— BEGIN Task input —

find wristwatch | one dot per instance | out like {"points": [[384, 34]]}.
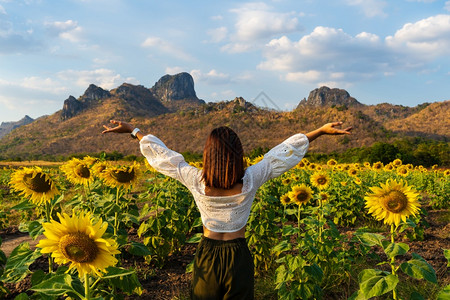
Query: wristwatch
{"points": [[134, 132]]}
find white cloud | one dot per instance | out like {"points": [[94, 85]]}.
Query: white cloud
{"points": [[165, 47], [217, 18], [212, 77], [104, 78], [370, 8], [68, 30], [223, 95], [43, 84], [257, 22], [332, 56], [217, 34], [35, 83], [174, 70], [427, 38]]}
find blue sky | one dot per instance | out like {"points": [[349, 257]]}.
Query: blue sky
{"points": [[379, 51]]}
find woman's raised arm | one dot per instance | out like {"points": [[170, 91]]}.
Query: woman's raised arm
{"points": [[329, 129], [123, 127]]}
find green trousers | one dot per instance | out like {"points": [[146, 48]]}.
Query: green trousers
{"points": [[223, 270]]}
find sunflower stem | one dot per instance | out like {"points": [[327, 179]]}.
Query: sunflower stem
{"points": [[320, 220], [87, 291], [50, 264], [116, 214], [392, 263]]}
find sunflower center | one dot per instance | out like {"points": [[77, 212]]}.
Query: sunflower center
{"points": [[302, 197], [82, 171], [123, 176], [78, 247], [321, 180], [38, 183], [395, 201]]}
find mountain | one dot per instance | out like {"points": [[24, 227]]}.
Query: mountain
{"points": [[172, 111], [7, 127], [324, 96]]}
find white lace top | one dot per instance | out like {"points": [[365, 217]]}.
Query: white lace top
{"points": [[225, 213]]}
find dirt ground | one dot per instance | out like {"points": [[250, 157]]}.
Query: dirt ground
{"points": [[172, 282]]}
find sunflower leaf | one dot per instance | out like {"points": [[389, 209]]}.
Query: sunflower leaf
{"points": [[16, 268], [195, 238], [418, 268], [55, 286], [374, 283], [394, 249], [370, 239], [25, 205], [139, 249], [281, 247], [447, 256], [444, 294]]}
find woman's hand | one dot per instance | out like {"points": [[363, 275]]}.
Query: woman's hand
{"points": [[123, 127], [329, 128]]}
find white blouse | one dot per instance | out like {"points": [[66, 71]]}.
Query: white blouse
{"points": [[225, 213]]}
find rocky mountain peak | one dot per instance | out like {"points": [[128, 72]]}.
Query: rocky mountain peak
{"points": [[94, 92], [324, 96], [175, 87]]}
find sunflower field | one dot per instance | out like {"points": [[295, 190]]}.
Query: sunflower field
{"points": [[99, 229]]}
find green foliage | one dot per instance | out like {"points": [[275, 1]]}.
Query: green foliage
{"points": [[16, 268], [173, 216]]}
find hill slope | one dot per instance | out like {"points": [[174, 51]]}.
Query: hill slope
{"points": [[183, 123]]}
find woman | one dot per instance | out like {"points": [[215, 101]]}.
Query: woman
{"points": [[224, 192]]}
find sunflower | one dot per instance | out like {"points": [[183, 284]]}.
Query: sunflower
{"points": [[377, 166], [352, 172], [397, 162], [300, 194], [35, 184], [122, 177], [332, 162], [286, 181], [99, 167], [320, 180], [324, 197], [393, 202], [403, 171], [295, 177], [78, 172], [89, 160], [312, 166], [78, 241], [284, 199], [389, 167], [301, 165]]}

— END Task input —
— BEGIN Task input —

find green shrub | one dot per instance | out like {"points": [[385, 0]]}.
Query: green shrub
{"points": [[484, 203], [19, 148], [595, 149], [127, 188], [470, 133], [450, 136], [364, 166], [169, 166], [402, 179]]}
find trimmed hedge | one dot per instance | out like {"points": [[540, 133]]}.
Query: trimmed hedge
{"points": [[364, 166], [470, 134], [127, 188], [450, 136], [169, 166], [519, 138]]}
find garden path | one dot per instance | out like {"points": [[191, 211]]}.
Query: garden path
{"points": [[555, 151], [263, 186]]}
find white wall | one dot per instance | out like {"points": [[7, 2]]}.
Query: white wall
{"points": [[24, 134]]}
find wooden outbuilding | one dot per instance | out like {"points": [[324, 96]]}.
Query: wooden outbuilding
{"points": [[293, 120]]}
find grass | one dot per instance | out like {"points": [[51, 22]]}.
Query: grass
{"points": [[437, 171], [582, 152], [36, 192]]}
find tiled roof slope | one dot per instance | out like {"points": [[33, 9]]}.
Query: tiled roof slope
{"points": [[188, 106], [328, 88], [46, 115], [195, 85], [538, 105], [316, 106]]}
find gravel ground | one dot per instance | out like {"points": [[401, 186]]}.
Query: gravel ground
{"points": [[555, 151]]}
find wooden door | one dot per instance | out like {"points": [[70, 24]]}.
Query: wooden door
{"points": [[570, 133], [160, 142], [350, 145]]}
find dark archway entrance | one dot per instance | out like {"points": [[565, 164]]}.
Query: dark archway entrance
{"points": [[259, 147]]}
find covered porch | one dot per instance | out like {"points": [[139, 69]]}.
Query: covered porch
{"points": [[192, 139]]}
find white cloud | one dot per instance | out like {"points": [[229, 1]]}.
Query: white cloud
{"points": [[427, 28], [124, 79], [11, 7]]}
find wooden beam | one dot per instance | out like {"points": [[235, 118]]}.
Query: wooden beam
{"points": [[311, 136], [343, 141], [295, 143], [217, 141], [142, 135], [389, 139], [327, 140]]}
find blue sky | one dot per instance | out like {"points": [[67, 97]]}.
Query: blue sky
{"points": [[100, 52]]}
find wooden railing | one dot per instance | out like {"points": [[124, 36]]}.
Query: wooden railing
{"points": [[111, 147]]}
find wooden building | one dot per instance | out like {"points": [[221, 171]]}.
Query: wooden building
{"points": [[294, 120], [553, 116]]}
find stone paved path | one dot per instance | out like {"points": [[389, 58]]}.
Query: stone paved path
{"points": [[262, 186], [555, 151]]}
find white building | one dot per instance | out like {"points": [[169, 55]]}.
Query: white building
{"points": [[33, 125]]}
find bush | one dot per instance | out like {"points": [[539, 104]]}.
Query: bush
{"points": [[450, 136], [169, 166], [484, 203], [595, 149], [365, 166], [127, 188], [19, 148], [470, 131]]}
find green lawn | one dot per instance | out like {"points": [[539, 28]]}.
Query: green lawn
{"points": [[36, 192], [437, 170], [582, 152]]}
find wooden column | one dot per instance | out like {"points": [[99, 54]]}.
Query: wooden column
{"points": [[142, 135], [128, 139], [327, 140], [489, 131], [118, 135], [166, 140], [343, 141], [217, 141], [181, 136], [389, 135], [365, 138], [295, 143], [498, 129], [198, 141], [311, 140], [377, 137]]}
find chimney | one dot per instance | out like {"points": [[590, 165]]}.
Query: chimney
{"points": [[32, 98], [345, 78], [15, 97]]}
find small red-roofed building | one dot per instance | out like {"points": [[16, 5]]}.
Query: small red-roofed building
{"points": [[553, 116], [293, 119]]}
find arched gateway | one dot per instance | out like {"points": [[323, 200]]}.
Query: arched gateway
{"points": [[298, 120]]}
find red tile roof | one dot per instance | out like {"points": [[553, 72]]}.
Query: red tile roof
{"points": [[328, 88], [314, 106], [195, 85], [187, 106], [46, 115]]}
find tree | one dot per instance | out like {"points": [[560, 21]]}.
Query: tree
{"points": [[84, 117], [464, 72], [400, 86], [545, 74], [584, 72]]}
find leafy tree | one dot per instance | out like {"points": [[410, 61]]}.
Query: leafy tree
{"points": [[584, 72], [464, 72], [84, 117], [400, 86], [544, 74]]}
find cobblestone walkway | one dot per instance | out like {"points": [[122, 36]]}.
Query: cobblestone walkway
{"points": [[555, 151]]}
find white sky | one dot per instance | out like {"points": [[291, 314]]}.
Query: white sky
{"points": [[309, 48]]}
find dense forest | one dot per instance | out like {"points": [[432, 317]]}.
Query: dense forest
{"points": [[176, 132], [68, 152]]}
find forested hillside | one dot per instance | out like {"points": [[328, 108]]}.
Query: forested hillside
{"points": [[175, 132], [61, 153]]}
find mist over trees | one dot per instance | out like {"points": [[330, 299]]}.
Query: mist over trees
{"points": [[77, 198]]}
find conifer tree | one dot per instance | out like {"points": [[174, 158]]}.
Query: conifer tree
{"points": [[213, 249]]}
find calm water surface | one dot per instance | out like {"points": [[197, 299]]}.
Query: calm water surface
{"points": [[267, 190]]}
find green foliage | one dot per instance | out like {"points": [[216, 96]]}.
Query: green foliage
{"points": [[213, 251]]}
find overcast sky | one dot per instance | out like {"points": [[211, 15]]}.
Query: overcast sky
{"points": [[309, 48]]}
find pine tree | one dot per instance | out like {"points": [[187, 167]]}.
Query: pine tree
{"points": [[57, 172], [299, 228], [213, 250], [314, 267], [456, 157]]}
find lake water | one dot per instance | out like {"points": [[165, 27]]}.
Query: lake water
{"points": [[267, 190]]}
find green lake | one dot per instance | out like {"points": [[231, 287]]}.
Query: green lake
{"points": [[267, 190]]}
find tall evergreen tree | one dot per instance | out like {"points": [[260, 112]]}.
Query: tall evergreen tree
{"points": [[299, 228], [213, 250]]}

— END Task input —

▶ Objective
Count the lines in the entries above that contain the word "conifer", and reply with only the number.

▶ Exercise output
2